> The task: In the records below, find the line with "contains building window."; retype that line and all the following lines through the end, exactly, and add nothing.

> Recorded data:

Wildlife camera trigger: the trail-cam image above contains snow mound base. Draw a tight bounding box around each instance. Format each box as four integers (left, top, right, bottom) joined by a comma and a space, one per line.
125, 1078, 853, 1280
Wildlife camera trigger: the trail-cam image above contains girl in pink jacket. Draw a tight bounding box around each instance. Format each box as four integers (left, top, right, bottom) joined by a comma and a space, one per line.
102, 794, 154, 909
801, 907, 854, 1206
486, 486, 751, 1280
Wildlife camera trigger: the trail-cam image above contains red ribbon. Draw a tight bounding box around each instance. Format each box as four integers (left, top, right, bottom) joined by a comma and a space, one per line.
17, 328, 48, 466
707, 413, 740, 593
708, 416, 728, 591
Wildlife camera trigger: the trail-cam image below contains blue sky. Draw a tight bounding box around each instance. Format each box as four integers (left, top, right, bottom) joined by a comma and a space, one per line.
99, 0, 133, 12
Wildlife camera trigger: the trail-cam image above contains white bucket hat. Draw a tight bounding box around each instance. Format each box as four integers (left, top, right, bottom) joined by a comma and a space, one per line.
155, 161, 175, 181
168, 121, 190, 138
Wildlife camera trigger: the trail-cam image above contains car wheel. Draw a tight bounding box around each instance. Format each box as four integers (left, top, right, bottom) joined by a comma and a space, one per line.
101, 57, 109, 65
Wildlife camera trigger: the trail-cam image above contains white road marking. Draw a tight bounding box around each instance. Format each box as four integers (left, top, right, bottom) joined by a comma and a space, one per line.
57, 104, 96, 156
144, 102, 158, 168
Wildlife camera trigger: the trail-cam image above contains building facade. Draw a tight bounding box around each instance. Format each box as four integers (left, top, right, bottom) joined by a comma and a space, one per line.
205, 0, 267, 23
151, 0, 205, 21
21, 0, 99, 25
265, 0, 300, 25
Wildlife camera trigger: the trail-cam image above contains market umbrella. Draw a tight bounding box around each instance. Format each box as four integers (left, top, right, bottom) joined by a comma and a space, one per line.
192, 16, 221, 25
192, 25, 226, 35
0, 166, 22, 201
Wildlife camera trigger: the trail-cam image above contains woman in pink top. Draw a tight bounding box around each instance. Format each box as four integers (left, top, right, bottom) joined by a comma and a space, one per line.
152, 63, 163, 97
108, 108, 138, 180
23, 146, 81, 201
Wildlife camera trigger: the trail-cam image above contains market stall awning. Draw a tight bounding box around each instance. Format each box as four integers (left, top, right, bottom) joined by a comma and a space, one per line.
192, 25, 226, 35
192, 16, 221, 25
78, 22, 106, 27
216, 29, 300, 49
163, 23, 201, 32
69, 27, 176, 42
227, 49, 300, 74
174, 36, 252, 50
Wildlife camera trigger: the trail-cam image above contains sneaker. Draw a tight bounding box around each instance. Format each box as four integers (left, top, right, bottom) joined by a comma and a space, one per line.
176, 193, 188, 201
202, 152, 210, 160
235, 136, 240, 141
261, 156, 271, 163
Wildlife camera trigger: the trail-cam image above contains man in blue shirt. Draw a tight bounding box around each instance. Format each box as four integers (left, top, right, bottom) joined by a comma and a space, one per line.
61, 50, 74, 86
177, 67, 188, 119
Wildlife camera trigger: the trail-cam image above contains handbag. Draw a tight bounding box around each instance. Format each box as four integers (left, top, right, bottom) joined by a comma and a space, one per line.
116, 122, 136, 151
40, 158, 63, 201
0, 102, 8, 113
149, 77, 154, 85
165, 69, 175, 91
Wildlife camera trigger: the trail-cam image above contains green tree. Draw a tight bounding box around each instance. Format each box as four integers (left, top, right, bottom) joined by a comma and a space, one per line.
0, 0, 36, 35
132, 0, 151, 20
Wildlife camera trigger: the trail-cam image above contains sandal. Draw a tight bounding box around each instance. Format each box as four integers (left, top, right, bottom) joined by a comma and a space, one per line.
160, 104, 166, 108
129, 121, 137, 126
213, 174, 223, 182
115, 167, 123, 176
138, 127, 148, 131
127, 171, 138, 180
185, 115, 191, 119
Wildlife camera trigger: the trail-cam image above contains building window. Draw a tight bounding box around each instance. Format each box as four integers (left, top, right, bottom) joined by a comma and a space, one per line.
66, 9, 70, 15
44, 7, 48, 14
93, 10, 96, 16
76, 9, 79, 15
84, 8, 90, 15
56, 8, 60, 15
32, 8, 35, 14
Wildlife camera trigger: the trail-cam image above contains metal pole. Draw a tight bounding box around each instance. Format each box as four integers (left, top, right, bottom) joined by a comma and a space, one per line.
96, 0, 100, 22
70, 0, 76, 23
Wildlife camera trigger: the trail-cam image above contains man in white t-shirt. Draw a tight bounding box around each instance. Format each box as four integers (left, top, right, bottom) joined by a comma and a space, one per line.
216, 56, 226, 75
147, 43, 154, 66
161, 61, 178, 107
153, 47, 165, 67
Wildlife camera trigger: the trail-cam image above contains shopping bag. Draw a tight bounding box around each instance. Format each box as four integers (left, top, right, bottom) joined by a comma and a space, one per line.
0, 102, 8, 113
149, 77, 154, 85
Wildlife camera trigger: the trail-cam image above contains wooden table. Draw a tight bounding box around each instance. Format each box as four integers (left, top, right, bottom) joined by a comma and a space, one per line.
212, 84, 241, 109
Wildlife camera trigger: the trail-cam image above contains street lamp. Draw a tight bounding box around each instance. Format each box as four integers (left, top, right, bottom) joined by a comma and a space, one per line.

> Answer to this exercise:
Wildlife camera trigger: the trail-cam image above contains building window. Draw a tight bounding box around each instance. Format each box as four integers (left, top, right, bottom) joined by a comma and a space, one per line.
66, 9, 70, 15
44, 7, 48, 14
93, 10, 96, 16
76, 9, 79, 15
84, 8, 90, 15
56, 8, 60, 15
32, 8, 35, 14
Wildlife camera trigger: the trail-cam image above contains metal pole. Draw a tight bounding box around each instance. Format each box as four integers (left, top, right, bottom) joined by a comma and a space, one per line.
96, 0, 100, 22
70, 0, 76, 23
Wildlife camera trigger: the trail-cam image above contains man in white t-shirt. Draw a tight bounding box around each instance. Format each box as four integers (left, top, right, bottom) joined by a comma and a space, one per line.
216, 56, 226, 75
147, 43, 154, 66
161, 61, 178, 107
153, 47, 165, 67
Wildlife camera trigger: the trail-cam image above contains shopping bag. Draw a tight bounding box around each instance. Format each box as four integers (left, top, right, bottom) joined by a comma and a space, one per line.
0, 102, 8, 113
149, 77, 154, 85
Wildlife camera trigger: the trail-cam image above contains wooden table. Draw a tight bounding box around each instance. Format each box as four integers (left, top, right, bottom) joined by a comma and a space, one per line.
212, 84, 241, 109
Wildlife camera trigger: the trail-cam image above contains street lamp. Draw a tight bounding box around each instance. Format each box as four integers (left, top, right, bottom) joined by a comma and a space, one per line.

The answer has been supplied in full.